SELECTED TEXT.
-----
BookmarkSubscribeRSS Feed
☑ This topic is solved. Need further help from the community? Please sign in and ask a new question.
Reeza
Super User
Each variable takes the value of 0 or 1.

allmdummy: a dummy variable that takes the value of 0 or 1.

Are these two true?

If so, you're looking for combinations of (0, 1, 0/1) versus 0,1, 0/1) to make all your combinations?
finans_sas
Quartz | Level 8

Thank you @Reeza for this question. Your statement is correct. The combinations will 0, 1, and 0&1 together versus 0, 1, and 0&1 together. I have 12 variables (corvar1 through corvar12), and each corvar takes the values of 0 and 1. And the other dummy, allmdummy, takes the values of 0 and 1 too. I want to be able to run the same regression for every single combination, which amounts to 108. All the possible combinations for the first variable will look like the following:

corvar1=0 and allmdummy=0,  

corvar1=0 and  allmdummy=1

corvar1=0 and allmdummy= 0 or 1

 

corvar1=1 and allmdummy=0,

corvar1=1 and allmdummy=1

corvar1=1 and allmdummy= 0 or 1

 

corvar1=0,1, allmdummy=0,

corvar1=0,1 allmdummy=1

corvar1=0,1 allmdummy= 0 or 1

 

Ideally, I will be able to create a unique sampleid for each combination and then run proc reg and proc means command for each combination (sampleid). I hope this helps. Please let me know if you have any follow-up questions.

Thank you so much!

finans_sas
Quartz | Level 8
Quick clarification: by "0 or 1" and "0,1" I meant that we include all the values where the variable is either 0 or 1, which by definition is all the observations for a given dummy variable.
-----
TASKS AND EXERCISES.
a) For each statement, say yes or no as to whether it agrees with the thread on dummy-variable combinations, and quote the words that settle it. (i) The poster has twelve corvar variables. (ii) The poster expects to run the regression for 64 combinations. (iii) In the poster's usage, "0 or 1" covers every observation of a given dummy variable.
b) Write what comes next in the thread on dummy-variable combinations.
The data after this point is separate material and has no connection to the thread on dummy-variable combinations.

[Records from a data collection]
-----
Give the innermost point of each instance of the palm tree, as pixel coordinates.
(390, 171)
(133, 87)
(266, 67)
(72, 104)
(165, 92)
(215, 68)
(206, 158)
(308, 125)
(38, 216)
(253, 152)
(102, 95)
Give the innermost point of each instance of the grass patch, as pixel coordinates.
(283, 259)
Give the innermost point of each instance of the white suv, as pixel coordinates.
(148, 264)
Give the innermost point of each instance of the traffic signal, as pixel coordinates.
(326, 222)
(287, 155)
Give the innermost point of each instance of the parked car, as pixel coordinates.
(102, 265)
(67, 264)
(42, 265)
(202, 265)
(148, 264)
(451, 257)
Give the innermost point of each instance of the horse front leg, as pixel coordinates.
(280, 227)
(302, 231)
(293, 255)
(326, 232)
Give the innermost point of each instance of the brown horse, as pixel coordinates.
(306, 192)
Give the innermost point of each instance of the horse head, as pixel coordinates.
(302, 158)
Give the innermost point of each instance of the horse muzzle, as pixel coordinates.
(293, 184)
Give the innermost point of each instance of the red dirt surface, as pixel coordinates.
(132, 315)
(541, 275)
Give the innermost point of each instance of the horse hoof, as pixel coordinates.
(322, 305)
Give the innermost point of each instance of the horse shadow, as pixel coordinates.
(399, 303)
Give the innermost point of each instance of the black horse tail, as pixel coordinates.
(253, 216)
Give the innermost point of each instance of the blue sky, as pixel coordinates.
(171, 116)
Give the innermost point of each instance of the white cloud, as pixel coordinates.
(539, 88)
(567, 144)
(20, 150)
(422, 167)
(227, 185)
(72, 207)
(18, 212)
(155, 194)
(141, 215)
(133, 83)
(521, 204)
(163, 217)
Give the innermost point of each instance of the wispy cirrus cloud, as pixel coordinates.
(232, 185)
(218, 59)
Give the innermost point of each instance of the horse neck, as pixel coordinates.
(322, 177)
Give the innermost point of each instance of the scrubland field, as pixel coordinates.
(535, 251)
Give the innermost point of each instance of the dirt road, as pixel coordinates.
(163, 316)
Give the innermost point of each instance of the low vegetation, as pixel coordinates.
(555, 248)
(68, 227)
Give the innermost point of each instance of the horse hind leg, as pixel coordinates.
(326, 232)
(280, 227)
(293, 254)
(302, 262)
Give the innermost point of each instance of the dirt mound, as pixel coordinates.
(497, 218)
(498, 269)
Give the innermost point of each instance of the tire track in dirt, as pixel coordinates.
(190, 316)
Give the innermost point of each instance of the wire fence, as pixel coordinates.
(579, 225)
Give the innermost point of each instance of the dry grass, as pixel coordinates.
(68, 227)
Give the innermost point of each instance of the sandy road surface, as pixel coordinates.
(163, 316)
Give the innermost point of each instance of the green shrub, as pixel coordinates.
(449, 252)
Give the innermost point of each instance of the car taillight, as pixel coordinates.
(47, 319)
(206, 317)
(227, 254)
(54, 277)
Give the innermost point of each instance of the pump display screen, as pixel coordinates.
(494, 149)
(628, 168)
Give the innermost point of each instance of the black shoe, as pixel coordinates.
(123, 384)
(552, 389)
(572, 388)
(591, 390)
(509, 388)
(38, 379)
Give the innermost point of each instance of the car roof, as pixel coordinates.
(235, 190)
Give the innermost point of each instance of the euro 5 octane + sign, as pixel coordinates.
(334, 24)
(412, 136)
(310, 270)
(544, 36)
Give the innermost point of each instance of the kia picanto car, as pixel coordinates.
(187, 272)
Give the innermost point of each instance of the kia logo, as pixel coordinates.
-----
ANSWERS.
a)
(i) Yes: "I have 12 variables (corvar1 through corvar12)"
(ii) No: "which amounts to 108"
(iii) Yes: "which by definition is all the observations for a given dummy variable"

b)
PaigeMiller
Diamond | Level 26

@finans_sas wrote:

Thank you @Reeza for this question. Your statement is correct. The combinations will 0, 1, and 0&1 together versus 0, 1, and 0&1 together. I have 12 variables (corvar1 through corvar12), and each corvar takes the values of 0 and 1. And the other dummy, allmdummy, takes the values of 0 and 1 too. I want to be able to run the same regression for every single combination, which amounts to 108. All the possible combinations for the first variable will look like the following:

corvar1=0 and allmdummy=0,  

corvar1=0 and  allmdummy=1

corvar1=0 and allmdummy= 0 or 1

 

corvar1=1 and allmdummy=0,

corvar1=1 and allmdummy=1

corvar1=1 and allmdummy= 0 or 1

 

corvar1=0,1, allmdummy=0,

corvar1=0,1 allmdummy=1

corvar1=0,1 allmdummy= 0 or 1

 

Ideally, I will be able to create a unique sampleid for each combination and then run proc reg and proc means command for each combination (sampleid). I hope this helps. Please let me know if you have any follow-up questions.

Thank you so much!


This is a trivial change to the solution I posted earlier.

--
Paige Miller
Reeza
Super User

You're approaching inefficiently in my view.

You should transpose your data such that all of the variables you want to filter by are one variable with another variable holding the variable name. 

Then I think you can run two or three regressions using a BY statement instead of macros or loops anywhere. 

 

Your data should be something like this, with the transpose replicating your data for you. The overlaps are handled with the different multiple regressions.

 

VariableName VariableValue AllMDummy ........
ColVar1   0  0
ColVar2 1 0
...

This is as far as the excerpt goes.